═════ Provided data

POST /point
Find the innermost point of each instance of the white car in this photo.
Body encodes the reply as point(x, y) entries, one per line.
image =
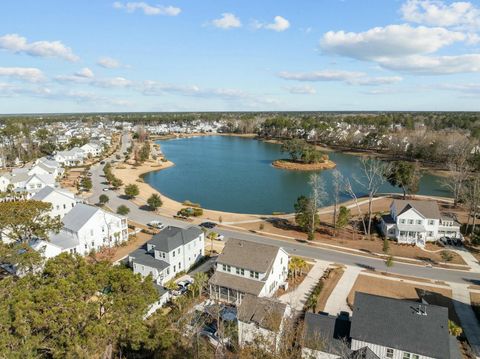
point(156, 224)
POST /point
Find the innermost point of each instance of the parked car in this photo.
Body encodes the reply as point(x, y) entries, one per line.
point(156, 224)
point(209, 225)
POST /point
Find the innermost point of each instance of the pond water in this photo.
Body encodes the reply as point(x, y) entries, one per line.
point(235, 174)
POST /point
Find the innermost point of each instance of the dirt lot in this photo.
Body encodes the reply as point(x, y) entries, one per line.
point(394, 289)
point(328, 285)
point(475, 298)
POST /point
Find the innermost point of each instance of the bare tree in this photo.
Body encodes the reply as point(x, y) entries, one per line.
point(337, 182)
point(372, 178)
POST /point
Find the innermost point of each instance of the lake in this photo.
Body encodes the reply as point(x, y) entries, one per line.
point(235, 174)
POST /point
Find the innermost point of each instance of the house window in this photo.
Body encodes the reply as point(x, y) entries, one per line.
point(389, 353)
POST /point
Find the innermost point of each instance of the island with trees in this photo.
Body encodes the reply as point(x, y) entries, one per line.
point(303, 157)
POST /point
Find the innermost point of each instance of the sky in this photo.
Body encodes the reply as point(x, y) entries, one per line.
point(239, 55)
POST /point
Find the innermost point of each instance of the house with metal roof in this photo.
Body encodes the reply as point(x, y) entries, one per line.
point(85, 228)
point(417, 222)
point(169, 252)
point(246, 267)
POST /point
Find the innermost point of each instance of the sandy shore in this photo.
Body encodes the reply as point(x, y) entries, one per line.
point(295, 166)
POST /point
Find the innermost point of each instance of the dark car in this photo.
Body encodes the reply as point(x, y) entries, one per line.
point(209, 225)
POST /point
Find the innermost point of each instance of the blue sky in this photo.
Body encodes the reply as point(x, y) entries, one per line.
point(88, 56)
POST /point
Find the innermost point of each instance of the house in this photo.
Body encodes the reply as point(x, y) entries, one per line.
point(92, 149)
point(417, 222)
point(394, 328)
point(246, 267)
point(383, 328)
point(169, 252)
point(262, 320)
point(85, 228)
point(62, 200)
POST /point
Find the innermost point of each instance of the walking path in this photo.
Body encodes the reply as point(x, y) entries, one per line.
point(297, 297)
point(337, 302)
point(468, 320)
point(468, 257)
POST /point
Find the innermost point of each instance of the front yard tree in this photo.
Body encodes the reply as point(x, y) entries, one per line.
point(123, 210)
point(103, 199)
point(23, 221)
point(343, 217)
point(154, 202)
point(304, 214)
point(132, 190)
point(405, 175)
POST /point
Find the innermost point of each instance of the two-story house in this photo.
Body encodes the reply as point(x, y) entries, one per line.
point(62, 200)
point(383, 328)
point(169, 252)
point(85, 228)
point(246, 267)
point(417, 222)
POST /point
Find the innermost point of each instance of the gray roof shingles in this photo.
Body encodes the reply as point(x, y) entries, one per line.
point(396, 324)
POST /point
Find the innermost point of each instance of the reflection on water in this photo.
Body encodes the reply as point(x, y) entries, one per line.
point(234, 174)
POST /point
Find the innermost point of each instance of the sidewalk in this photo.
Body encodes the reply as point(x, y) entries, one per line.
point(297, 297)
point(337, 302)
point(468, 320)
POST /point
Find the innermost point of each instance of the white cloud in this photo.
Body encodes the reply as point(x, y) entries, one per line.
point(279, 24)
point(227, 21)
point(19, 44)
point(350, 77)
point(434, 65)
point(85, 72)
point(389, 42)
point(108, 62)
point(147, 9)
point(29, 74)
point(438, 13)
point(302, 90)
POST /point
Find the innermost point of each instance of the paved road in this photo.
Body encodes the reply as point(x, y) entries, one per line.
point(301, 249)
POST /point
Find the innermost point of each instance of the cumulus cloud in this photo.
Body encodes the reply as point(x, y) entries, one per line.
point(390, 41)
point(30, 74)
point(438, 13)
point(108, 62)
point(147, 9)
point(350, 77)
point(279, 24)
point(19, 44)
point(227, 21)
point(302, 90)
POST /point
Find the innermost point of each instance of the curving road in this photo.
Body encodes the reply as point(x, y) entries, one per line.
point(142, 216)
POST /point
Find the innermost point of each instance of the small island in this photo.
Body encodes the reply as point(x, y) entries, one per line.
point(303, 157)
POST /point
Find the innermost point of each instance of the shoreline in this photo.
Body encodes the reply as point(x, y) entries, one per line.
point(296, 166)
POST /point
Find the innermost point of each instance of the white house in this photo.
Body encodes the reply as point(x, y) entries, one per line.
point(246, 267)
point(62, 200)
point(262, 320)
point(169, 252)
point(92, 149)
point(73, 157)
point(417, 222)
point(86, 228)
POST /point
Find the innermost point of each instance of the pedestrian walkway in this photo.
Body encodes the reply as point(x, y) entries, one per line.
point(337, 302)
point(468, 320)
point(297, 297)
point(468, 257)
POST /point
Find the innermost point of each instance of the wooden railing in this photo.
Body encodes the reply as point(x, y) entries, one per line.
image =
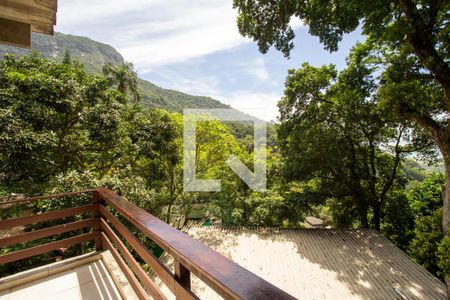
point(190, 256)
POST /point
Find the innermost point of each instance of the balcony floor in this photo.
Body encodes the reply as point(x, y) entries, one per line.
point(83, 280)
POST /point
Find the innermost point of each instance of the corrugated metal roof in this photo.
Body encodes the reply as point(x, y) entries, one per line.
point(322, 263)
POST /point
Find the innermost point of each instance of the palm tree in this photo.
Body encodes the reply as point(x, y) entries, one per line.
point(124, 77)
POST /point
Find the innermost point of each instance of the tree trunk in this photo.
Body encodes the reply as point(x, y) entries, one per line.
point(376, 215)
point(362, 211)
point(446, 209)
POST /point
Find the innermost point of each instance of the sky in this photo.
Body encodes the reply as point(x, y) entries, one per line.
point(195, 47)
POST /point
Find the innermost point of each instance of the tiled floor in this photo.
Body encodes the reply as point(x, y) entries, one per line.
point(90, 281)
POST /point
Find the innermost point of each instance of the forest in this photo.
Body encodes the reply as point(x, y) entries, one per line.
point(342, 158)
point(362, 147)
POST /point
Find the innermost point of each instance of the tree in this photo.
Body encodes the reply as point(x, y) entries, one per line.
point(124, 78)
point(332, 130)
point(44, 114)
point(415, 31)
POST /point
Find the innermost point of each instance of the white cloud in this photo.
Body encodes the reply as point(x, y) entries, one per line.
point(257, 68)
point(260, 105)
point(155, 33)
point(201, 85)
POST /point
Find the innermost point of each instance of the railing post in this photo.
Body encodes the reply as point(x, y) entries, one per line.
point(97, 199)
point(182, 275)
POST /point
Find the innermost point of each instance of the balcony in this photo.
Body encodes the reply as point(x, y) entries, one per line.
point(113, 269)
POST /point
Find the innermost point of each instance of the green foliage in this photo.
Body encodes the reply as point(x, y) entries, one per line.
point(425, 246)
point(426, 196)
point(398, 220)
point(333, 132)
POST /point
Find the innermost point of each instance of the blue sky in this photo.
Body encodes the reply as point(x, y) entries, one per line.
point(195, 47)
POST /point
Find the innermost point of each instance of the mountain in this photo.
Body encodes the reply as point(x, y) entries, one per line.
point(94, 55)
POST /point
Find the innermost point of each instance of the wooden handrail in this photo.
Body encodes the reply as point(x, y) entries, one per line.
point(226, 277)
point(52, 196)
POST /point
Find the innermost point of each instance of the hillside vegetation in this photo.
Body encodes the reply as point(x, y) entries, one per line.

══════════

Update the listing from its first line up to and including the line with "point(475, 298)", changing "dirt lot" to "gravel lot" and keeping everything else the same. Omit the pictures.

■ Solution below ■
POST /point
Find the innermost point of each instance of the white car in this photo.
Body encodes the reply as point(x, y) entries, one per line.
image =
point(156, 224)
POST /point
Find the innermost point of each instance of the parked car in this photo.
Body encodes the reply as point(x, y) entries, one per line.
point(156, 224)
point(209, 225)
POST /point
Find the innermost point of each instance of the pond water in this photo.
Body encodes the reply as point(x, y) entries, one per line.
point(235, 174)
POST /point
Find the innermost point of each instance of the gravel lot in this photo.
Body encodes the reply as point(x, y) entries, one per line.
point(394, 289)
point(328, 285)
point(475, 298)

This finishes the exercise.